Input records section start

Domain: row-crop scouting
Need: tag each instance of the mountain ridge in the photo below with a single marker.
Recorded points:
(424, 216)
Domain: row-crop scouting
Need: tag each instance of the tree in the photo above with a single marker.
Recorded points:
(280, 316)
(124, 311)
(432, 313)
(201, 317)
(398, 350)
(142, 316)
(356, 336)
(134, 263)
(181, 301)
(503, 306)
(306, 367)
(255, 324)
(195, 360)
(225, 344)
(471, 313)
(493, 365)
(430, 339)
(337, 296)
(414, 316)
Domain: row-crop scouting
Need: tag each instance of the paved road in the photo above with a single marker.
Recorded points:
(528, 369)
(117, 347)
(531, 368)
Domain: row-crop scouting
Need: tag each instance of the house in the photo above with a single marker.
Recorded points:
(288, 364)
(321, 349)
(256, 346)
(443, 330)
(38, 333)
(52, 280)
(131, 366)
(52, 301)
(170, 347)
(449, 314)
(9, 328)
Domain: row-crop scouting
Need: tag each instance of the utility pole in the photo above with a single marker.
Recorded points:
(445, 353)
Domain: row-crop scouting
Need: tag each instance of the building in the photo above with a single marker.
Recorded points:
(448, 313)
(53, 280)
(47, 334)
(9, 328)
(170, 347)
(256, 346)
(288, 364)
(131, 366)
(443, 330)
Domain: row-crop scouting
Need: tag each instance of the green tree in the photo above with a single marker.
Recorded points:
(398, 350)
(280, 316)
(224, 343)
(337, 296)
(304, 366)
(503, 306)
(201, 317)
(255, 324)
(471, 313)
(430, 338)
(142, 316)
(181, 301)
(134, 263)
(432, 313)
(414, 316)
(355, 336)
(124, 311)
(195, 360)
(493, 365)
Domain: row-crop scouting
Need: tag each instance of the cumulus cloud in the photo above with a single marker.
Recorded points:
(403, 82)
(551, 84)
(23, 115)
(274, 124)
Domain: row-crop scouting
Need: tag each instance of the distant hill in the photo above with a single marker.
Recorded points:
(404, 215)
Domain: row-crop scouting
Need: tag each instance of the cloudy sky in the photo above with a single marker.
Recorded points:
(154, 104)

Input records section end

## Your goal
Give back every entry, word for word.

## Task solution
Domain: row-crop scouting
Need: tag each instance of the mountain ridge in the photo below with a single marker.
Recorded points:
(424, 216)
Domain: row-crop scouting
Need: tag each instance of the tree in the photo above with a single marker.
Recorded points:
(280, 316)
(124, 311)
(432, 313)
(201, 317)
(398, 350)
(142, 316)
(356, 336)
(134, 263)
(181, 301)
(503, 306)
(306, 367)
(255, 324)
(195, 360)
(225, 344)
(471, 313)
(493, 365)
(430, 339)
(337, 296)
(414, 316)
Domain: row-crop scouting
Need: tag each instance of the paved road in the photo above with a single marker.
Recorded points:
(528, 369)
(117, 347)
(531, 368)
Domain: row-crop scouting
Need: tag each instance of the house in the photo above with a single marker.
Recorded points:
(288, 364)
(321, 349)
(256, 346)
(443, 330)
(38, 333)
(52, 280)
(131, 366)
(52, 301)
(170, 347)
(449, 314)
(9, 328)
Domain: row-crop scouting
Need: tag each instance of the utility pole in the photo above with a single marker.
Recorded points:
(445, 353)
Domain: row-crop scouting
Need: tag each instance of the building in the photo above with a single marker.
Recorded points:
(448, 313)
(53, 280)
(47, 334)
(9, 328)
(170, 347)
(256, 346)
(288, 364)
(131, 366)
(443, 330)
Domain: row-crop scouting
Need: tag each instance of the green tree in the photo above with a single marker.
Recorded points:
(398, 350)
(280, 316)
(224, 343)
(337, 296)
(304, 366)
(503, 306)
(201, 317)
(255, 324)
(471, 313)
(430, 338)
(142, 316)
(181, 301)
(134, 263)
(432, 313)
(414, 316)
(355, 336)
(124, 311)
(195, 360)
(493, 365)
Domain: row-crop scouting
Need: tag each instance of the cumulus cloud in the photo above with a single marker.
Recorded points:
(403, 82)
(551, 84)
(23, 115)
(274, 124)
Domain: row-crop scouting
Need: tag each instance of the distant hill in the photo above with a single marker.
Recorded points:
(404, 215)
Domain: row-crop scouting
Need: tag each instance of the cloudy sky in the photo above with a single marker.
Recorded points:
(154, 104)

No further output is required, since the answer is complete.